After finishing the preparation of subtypes of chondrocyte, we detected the expression level of top 10 candidate marker genes in 3 clusters among resCs, proCs, HTCs and L-929 cells. For HTCs, the results showed the 10 genes all had higher expression level in recCs, proC, HTCs compared with L-929 cells. The genes of TNFAIP6, GAS1, SLC7A2 and TNC were markedly upregulated in HTCs (Figure4a-b). The results of top 10 genes in HomCs showed the 10 genes all had higher expression level in recCs, proC, HTCs. However, compared with top 10 genes in HTCs the expression level of most genes in HomCs did not have obviously differential expression among resCs, proCs, HTCs (Figure4c-d). When examined the expression level of top 10 genes in FCs, we found the expression of most genes up-regulated in L-929 except for CFD, SFRP2 and SPARCL1. The gene expression of COL1A1 and COL1A2 also showed up-regulated in HTC compared with resC and proC (Figure4e-f). These results implied that most candidate marker genes may have special expression in their own subgroup.
Identification of hub genes from candidate marker genes in HTCs, HomCs and FCs
To further identify the key genes in each cell subset. Protein-protein interaction (PPI) network of candidate marker genes in 3 clusters was constructed by Cytoscape software respectively, based on STRING database (Supplementary Figure 3). The number of genes which were used to construct PPI in HTCs, HomCs and FCs were 104, 175 and 329, respectively. The top 20 candidate marker genes (HTCs: the degree of connectivity≥8, HomCs: the degree of connectivity≥19, FCs: the degree of connectivity≥40) with high degree of connectivity were displayed (Figure5a-c). These top genes might play critical roles in chondrocyte progression.

— Exercises to complete —
#1 Answer the following from the chondrocyte marker gene text:
(a) Which four genes were markedly upregulated in HTCs?
(b) Which three genes were the exceptions to upregulated expression in L-929 among the top 10 genes in FCs?
(c) How many genes were used to construct the PPI network for FCs?
#2 Pick up the passage on chondrocyte marker genes after its final sentence and extend it with a further paragraph.

Saved data items

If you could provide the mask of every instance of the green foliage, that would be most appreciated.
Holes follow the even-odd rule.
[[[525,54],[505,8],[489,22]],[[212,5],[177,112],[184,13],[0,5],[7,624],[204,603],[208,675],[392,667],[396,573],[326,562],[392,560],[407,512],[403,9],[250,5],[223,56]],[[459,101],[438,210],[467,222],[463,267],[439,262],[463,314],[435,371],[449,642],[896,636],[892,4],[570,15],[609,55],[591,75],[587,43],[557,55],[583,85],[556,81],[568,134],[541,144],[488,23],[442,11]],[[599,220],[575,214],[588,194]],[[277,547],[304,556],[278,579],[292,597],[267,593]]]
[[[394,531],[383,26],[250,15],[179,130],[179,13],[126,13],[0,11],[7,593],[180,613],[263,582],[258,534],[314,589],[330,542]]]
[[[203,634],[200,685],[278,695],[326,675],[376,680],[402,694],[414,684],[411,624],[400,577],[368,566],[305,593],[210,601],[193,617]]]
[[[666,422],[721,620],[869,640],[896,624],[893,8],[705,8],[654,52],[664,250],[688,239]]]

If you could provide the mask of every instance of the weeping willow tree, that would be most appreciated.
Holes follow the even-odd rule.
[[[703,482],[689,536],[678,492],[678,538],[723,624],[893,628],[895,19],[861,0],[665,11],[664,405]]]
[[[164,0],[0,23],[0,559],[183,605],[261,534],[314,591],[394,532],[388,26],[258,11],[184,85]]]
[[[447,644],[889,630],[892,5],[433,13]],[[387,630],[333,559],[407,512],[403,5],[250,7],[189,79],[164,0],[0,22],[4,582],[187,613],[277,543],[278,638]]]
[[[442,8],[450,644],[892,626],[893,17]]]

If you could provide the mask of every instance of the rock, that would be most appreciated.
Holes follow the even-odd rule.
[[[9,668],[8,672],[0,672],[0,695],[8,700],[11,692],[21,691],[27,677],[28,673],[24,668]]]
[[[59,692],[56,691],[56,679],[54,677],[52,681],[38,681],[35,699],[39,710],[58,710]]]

— Written answers —
#1
(a) TNFAIP6, GAS1, SLC7A2 and TNC
(b) CFD, SFRP2 and SPARCL1
(c) 329

#2
CD44, JUN and FN1 were the hub genes with highest degree of connectivity in each cell subset. In order to test the relationship between candidate marker genes and cell subset. The expression of the 3 genes in the 4 chondrocyte subsets was detected. The expression of CD44 was gradually increased from resC to HTC of chondrocytes (Figure 5d). The result of bubble plot also showed CD44 was specifically overexpressed in HTCs (cluster2) (Supplementary Figure 4). JUN was a candidate marker gene that was specifically overexpressed in HomCs (cluster3). The expression of JUN was contrary to CD44, it was high expressed in resC, proC and HTC compared with L-929 (Figure 5d). The expression level of FN1 was markedly upregulated in L-929 which was consistent with the result of FN1 in bubble plot (Supplementary Figure 4). These results combined with previous analysis confirmed some candidate marker genes can reveal the progression of chondrocytes. CD44, JUN and FN1 may play important roles in different subtypes of chondrocyte.